== Short task ==
Count the lines in the items below that contain the string "dirt" and reply with only that number.

== Task material ==
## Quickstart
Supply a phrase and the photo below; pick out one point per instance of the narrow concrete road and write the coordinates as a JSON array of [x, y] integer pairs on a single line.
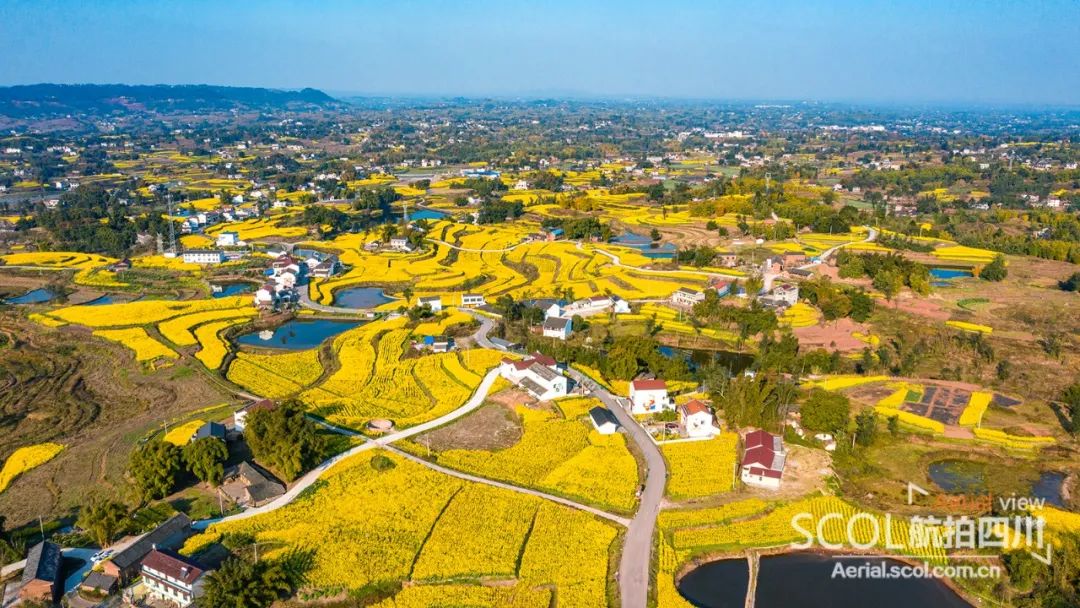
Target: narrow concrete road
[[637, 548], [313, 475], [460, 248], [599, 513]]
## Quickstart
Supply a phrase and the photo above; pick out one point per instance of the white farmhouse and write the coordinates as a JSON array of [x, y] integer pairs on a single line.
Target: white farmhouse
[[697, 419], [648, 396], [603, 420], [537, 375], [764, 457], [203, 256], [557, 327], [472, 300], [401, 244], [434, 302], [687, 297], [228, 239]]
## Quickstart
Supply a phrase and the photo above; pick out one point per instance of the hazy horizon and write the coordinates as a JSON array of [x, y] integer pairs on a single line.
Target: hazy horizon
[[998, 53]]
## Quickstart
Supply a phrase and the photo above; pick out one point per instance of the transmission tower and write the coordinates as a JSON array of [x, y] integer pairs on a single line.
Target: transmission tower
[[172, 228]]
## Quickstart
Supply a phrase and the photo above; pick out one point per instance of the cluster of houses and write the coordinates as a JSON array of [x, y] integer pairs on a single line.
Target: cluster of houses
[[538, 375], [557, 318], [781, 296], [197, 223], [165, 576], [286, 272]]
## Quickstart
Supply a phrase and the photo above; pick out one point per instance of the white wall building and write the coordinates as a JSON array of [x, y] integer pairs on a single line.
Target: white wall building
[[764, 458], [557, 327], [649, 396], [434, 302], [697, 419], [203, 256]]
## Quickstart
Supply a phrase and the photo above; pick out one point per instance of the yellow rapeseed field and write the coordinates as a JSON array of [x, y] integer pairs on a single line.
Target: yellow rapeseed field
[[275, 376], [181, 434], [367, 527], [136, 339], [701, 468], [562, 456], [26, 458], [143, 312]]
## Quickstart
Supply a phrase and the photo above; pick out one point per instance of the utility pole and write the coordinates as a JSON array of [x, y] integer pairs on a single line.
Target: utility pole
[[172, 226]]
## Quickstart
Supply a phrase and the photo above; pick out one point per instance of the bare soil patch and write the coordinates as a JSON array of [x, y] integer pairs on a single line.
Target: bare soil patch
[[493, 427], [91, 396], [835, 335]]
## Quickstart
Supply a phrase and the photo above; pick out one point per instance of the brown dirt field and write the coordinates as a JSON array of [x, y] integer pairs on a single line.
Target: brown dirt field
[[92, 396], [805, 473], [835, 335], [493, 427], [917, 305]]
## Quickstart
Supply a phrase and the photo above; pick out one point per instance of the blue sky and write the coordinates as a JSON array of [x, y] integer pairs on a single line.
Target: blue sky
[[944, 51]]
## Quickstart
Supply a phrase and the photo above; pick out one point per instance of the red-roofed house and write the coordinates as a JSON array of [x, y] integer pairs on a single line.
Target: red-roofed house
[[648, 396], [764, 457], [697, 418], [171, 578]]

== Task solution ==
2